Copy each of the rows below word for word.

Input records ::
= = = = =

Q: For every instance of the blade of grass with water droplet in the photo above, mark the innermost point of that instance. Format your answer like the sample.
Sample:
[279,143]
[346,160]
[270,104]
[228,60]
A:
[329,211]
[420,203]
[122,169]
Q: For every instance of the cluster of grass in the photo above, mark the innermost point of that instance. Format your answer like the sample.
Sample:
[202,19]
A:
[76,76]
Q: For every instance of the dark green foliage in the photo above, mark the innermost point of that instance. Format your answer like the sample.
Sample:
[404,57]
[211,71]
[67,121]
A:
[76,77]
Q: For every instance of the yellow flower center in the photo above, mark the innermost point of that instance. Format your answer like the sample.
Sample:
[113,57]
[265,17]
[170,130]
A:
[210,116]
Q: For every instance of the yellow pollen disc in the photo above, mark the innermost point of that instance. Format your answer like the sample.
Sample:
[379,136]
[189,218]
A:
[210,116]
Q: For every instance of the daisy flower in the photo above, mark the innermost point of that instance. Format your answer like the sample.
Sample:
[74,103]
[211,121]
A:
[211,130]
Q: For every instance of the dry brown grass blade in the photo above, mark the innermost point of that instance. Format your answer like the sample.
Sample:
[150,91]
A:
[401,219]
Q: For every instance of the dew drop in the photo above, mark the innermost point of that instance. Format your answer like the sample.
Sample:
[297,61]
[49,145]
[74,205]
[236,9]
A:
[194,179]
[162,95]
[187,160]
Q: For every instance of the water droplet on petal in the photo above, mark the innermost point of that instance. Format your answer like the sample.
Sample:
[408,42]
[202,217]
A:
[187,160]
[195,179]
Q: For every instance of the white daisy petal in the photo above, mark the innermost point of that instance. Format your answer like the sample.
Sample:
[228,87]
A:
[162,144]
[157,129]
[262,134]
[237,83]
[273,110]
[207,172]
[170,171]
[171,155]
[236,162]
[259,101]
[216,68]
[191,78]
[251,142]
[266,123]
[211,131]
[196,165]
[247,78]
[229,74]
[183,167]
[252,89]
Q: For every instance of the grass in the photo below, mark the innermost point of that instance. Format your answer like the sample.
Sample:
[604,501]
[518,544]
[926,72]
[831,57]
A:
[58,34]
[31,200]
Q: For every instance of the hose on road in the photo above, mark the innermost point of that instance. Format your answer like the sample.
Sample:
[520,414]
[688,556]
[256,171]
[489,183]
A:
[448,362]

= = = = =

Answer for this exercise ::
Q: For every instance of the blade of grass with water droplet in the photo above, mark the innermost point of that instance. Format your answer like the sample.
Sample:
[279,143]
[346,160]
[270,104]
[228,60]
A:
[329,211]
[420,203]
[122,169]
Q: For every instance of the cluster of grass in the photo above, mark the innermost point of that instance. Format your answer like the sample.
Sample:
[202,19]
A:
[76,76]
Q: For every instance of the dark green foliage in the photo above, mark the innermost point of that instance. Format your answer like the sample.
Sample:
[404,57]
[211,71]
[67,121]
A:
[76,77]
Q: For every instance of the yellow flower center in the photo above, mark the innermost point of that instance. Format your answer like the sample.
Sample:
[113,57]
[265,17]
[170,130]
A:
[210,116]
Q: For every instance of the yellow pollen disc in the photo above, mark the innermost point of that instance. Format your answer like the sample.
Sample:
[379,136]
[189,218]
A:
[210,116]
Q: For every instance of the daisy flower in the photo above, mark the innermost point of that instance. Format your answer like the sample.
Sample:
[74,103]
[211,121]
A:
[211,130]
Q: For every instance of the dry brown grass blade in the photo above, mark the innermost point of that instance. Format your answer like the sample.
Sample:
[150,91]
A:
[401,219]
Q: For every instance of the dew drop in the photo above, mark the innermost point of that instance. Format your answer like the sample.
Sample:
[297,61]
[49,145]
[74,205]
[236,9]
A:
[194,179]
[162,95]
[187,160]
Q: For every instance of the water droplet on petal in the photo above, mark the innermost point of that instance. Format your answer like the sample.
Sample:
[408,42]
[202,217]
A:
[187,160]
[195,179]
Q: For every instance of the white daisy petal in the photo above, mark the innermost point of that instance. Format your answer like the sample.
Sample:
[228,87]
A:
[162,144]
[157,129]
[262,134]
[237,83]
[273,110]
[207,172]
[170,171]
[171,155]
[236,162]
[259,101]
[216,68]
[191,78]
[251,142]
[266,123]
[211,131]
[196,165]
[247,78]
[229,74]
[183,167]
[252,89]
Q: For every instance of the grass in the photo below, mark the innermost point of that instance. Format your answer like the sample.
Sample:
[604,501]
[518,544]
[926,72]
[831,57]
A:
[58,34]
[31,200]
Q: For every instance of the hose on road in the photo above, mark the innermost point of that instance. Format your answer like the sample.
Sample:
[520,414]
[688,556]
[256,171]
[489,183]
A:
[448,362]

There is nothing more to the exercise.